======== Passage to read ========

If there’s one moment Matt Gresia will always remember, it’s when he saw Mac Miller wearing his sock designs on stage.
The rapper, who died last September, lifted his leg on a speaker during a concert in New York City a few years ago, revealing his socks were the ones Gresia gifted him during a meet and greet just before the concert.
“Me and my friend just looked at each other like, ‘Woah,’” Gresia said.
At the time, Gresia had just launched Canswer Sock Co., a company devoted to creating various sock designs, shirts and hats with the intent to donate 10 percent of its profits to cancer research. His company is well underway, which is notable, because Gresia isn’t set to graduate from Manhattan College until May.
Seeing Miller wear his socks was a pivotal point for Gresia. He immediately took to social media to push for Canswer Sock’s growth, contacting up to 200 people a day to put his business out there.

======== Data ========

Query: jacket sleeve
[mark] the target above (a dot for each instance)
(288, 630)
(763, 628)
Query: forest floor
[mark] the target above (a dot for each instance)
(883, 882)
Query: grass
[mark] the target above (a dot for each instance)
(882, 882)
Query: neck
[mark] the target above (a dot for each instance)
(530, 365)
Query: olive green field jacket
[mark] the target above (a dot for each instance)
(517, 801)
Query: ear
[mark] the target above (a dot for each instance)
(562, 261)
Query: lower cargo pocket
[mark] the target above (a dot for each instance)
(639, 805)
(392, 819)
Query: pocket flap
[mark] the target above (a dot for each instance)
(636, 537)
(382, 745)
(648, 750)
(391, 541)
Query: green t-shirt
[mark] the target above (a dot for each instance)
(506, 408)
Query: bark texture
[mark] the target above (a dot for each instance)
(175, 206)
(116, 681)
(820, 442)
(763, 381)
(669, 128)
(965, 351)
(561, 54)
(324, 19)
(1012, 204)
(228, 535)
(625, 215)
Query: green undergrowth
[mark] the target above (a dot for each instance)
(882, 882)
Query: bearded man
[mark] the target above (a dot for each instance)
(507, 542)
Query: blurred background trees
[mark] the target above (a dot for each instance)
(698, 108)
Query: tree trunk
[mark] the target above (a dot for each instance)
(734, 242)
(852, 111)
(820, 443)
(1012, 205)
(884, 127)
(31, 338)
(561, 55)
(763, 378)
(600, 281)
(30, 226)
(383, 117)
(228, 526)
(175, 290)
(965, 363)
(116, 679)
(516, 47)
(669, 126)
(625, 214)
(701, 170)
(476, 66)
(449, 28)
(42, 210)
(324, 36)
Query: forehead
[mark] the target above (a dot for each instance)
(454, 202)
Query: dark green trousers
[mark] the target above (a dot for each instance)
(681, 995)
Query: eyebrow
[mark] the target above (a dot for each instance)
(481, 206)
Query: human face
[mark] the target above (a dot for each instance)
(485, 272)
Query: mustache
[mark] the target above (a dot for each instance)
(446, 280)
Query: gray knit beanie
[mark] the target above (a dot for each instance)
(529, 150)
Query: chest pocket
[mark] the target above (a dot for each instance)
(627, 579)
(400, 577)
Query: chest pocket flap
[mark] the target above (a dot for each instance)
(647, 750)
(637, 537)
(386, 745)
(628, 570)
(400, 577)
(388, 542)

========

[Task objective]
In the article about Matt Gresia's sock company, what share of Canswer Sock Co.'s profits is meant to go to cancer research? Answer from the text alone.

[Exercise solution]
10 percent